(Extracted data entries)
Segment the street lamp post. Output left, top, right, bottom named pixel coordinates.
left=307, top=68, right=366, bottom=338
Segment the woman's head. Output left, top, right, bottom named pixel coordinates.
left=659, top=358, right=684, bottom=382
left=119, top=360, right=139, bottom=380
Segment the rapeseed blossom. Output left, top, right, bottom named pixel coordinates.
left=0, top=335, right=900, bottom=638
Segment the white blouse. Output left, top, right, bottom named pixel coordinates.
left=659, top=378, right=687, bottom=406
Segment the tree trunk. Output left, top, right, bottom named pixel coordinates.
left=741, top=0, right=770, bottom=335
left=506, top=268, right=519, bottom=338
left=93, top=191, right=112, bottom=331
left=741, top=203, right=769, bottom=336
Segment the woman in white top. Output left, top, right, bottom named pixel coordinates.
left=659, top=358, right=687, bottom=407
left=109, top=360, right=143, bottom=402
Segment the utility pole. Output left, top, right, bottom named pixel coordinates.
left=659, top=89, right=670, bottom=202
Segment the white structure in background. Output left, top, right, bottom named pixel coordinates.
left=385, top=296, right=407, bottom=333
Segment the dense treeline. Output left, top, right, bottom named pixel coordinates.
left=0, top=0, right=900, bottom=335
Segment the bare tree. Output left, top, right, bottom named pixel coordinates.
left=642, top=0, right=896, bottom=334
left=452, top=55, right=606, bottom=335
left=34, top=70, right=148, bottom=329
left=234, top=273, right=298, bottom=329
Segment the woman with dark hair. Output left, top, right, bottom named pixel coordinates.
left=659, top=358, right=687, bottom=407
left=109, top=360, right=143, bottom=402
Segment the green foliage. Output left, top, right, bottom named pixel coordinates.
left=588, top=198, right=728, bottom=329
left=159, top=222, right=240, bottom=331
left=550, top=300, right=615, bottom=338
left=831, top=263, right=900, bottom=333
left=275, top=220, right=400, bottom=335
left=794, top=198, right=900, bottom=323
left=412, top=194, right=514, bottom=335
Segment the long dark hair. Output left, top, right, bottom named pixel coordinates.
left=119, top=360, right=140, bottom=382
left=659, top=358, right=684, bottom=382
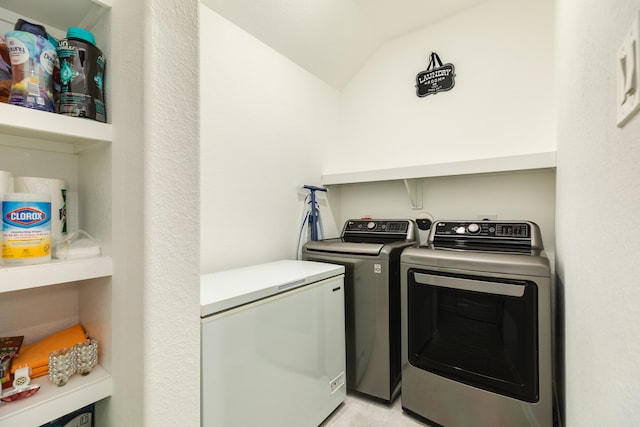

**Given request**. Please rewrite the lines above, replacing "woman" with "person" everywhere and keeping everything else the same. Leave the picture out of your answer.

**Answer to this task**.
Segment the street lamp post. Output left, top, right, bottom named pixel coordinates.
left=307, top=68, right=366, bottom=338
Segment the person's head. Output left, top, right, bottom named pixel coordinates.
left=659, top=358, right=684, bottom=382
left=119, top=360, right=139, bottom=380
Segment the rapeseed blossom. Output left, top, right, bottom named pixel coordinates.
left=0, top=335, right=900, bottom=638
Segment the white blouse. Output left, top, right, bottom named pixel coordinates.
left=659, top=378, right=687, bottom=406
Segment the tree trunk. Output left, top, right, bottom named pixel coordinates.
left=741, top=0, right=770, bottom=335
left=506, top=268, right=519, bottom=338
left=93, top=191, right=112, bottom=331
left=741, top=203, right=769, bottom=336
Segment the person in white top. Output left, top, right, bottom named pixel coordinates.
left=659, top=358, right=687, bottom=407
left=109, top=360, right=143, bottom=402
Segment the utility pole. Output left, top, right, bottom named pixel coordinates.
left=659, top=89, right=670, bottom=202
Segment the white structure in background. Output left, top, right, bottom named pixel coordinates.
left=385, top=296, right=407, bottom=333
Segment the dense treeline. Output left, top, right, bottom named pixel coordinates.
left=0, top=0, right=900, bottom=335
Segment the bare tree. Output left, top, right, bottom named pixel coordinates.
left=642, top=0, right=896, bottom=334
left=452, top=55, right=606, bottom=335
left=34, top=70, right=148, bottom=329
left=234, top=273, right=298, bottom=329
Segment the person with dark hair. Output left, top, right, bottom named pixel coordinates.
left=659, top=358, right=687, bottom=407
left=109, top=360, right=143, bottom=402
Segment the green foliage. Output left, top, right, bottom named pixel coordinates.
left=588, top=198, right=728, bottom=329
left=159, top=222, right=240, bottom=331
left=550, top=300, right=615, bottom=338
left=831, top=263, right=900, bottom=333
left=275, top=220, right=400, bottom=335
left=794, top=198, right=900, bottom=323
left=412, top=194, right=514, bottom=335
Segment the long dark hair. Output left, top, right, bottom named pixel coordinates.
left=119, top=360, right=140, bottom=382
left=659, top=358, right=684, bottom=382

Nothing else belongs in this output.